Exercise :: Beneath this task is a listing; retype all of it exactly.

● ● ●

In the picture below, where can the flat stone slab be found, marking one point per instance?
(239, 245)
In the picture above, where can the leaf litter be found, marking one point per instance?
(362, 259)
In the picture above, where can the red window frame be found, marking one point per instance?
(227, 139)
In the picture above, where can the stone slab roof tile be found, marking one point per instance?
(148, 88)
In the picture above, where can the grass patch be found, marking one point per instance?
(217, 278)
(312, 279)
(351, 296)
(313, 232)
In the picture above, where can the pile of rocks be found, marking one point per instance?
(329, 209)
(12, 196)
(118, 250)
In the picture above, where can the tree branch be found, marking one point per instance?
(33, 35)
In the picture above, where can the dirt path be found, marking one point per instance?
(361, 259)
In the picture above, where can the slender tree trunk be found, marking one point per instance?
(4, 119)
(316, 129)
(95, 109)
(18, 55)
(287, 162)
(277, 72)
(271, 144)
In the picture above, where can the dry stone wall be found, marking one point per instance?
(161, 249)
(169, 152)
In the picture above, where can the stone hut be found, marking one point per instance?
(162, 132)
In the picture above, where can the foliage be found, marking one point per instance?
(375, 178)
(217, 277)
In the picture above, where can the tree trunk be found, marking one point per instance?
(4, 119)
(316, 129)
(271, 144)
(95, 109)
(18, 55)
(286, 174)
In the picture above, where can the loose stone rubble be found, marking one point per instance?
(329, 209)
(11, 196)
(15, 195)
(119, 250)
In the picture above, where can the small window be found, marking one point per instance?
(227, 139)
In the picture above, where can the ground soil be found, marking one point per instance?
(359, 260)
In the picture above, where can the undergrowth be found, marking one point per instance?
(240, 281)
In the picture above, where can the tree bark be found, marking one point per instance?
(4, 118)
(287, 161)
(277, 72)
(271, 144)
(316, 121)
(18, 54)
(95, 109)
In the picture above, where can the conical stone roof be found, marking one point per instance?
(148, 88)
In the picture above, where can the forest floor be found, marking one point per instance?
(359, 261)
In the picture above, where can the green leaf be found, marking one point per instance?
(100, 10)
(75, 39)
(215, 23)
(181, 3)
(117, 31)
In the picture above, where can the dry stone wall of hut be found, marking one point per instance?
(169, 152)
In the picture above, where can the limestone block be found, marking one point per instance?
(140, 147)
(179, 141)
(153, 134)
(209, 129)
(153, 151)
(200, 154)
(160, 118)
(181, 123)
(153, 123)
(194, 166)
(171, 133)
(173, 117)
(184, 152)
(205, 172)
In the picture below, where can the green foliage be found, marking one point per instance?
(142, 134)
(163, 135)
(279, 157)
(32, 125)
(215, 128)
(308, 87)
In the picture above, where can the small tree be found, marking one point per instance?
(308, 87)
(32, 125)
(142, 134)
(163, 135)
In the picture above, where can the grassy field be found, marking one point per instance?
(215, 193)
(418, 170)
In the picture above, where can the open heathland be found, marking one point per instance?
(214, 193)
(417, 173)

● ● ●

Solved exercise ::
In the picture below, where can the flat stone slab be found, marking one point per instance?
(239, 245)
In the picture above, where can the leaf litter be found, marking one point per instance?
(362, 259)
In the picture above, where can the red window frame be found, marking one point per instance?
(227, 139)
In the picture above, where can the stone slab roof tile be found, marking one point per instance?
(148, 88)
In the picture above, where can the grass patch be found, marking one point per instance?
(217, 278)
(312, 279)
(351, 296)
(313, 232)
In the picture above, where can the pile of rocks be found, marking one point per instance?
(329, 209)
(12, 196)
(118, 250)
In the picture above, where can the tree branch be found, marking one point per instance?
(33, 35)
In the picture above, where can the dirt path be found, marking one point per instance?
(361, 259)
In the picture above, where can the slender tree trunk be found, marking one point per instance?
(4, 119)
(316, 129)
(95, 109)
(18, 55)
(287, 162)
(277, 72)
(271, 144)
In the picture above, where can the dry stone wall be found, marking one point per instance?
(161, 249)
(169, 152)
In the picture above, where can the stone hut be found, marking one point per instance?
(162, 132)
In the picture above, where can the foliage be found, marking one point per instance?
(375, 178)
(217, 277)
In the picture above, where can the tree trunk be found, marking one point per instance?
(4, 119)
(316, 129)
(271, 144)
(95, 109)
(18, 55)
(286, 174)
In the picture above, where can the loose stone rubble be found, marking one point per instance?
(329, 209)
(11, 196)
(15, 195)
(119, 250)
In the picture above, where can the small window be found, marking one point per instance?
(227, 139)
In the picture above, where can the ground soil be found, marking one point per instance?
(359, 260)
In the picture above, where can the undergrowth be found, marking one point per instance?
(240, 281)
In the picture above, where can the tree bark be found, marking one point per instance?
(4, 118)
(287, 161)
(277, 72)
(271, 144)
(316, 121)
(18, 54)
(95, 109)
In the picture above, where can the conical stone roof be found, marking one point per instance?
(148, 88)
In the picture above, where can the forest floor be found, marking one point per instance?
(359, 261)
In the picture above, where can the green leaf be found, marking one point per instance?
(100, 10)
(75, 39)
(215, 23)
(181, 3)
(117, 31)
In the picture above, where can the dry stone wall of hut be found, marking one point per instance?
(169, 152)
In the picture above, where can the limestone block be found, marking one point per instance?
(140, 147)
(179, 141)
(153, 134)
(209, 129)
(153, 151)
(200, 154)
(160, 118)
(181, 123)
(153, 123)
(194, 166)
(171, 133)
(173, 117)
(184, 152)
(205, 172)
In the picture below, where can the green foliage be found, marking one point per instance?
(142, 134)
(163, 135)
(279, 157)
(32, 125)
(215, 128)
(308, 87)
In the picture above, where can the small tree be found, marking one point per instance?
(308, 87)
(32, 125)
(142, 134)
(163, 135)
In the picture above, where can the grassy field be found, marking one point per instance?
(215, 193)
(418, 170)
In the picture above, where can the open heathland be found, marking one point per instance?
(214, 193)
(417, 173)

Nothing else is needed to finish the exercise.